Exercise goal:
Once the pictures are set aside, retype the remaining entries exactly.

Input data:

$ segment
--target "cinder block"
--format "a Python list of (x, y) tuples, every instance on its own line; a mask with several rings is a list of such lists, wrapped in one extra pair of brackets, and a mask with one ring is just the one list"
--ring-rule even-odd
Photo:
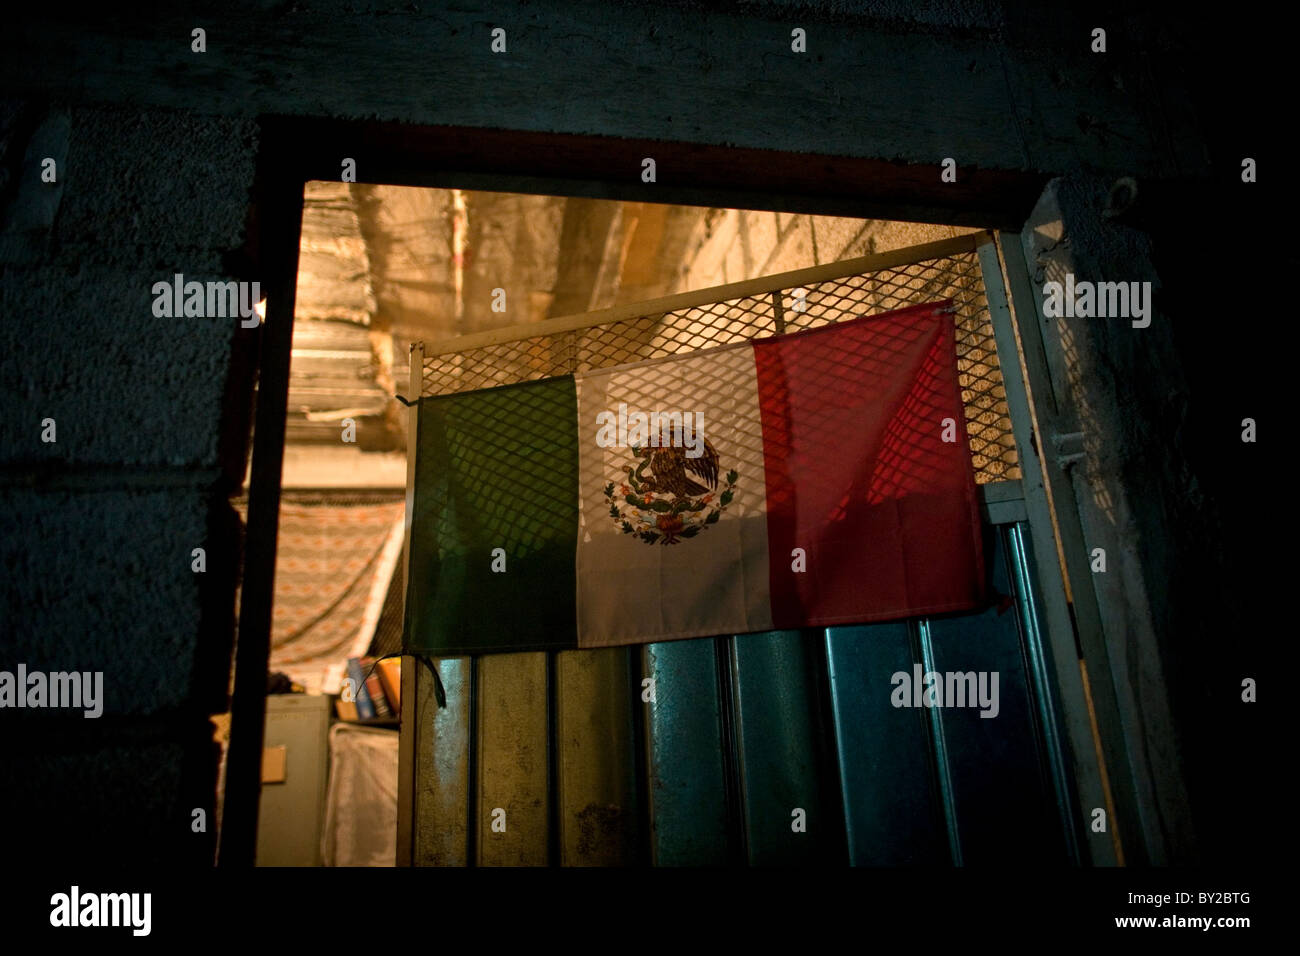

Answer box:
$ segment
--target "cinder block"
--format "a Python list of (x, y) tuples, every instance on its own line; a mask with several rings is a list of such lists, wrapped in one extra pair of brackets, and a mask with one ring is just the one list"
--ring-rule even-odd
Photo:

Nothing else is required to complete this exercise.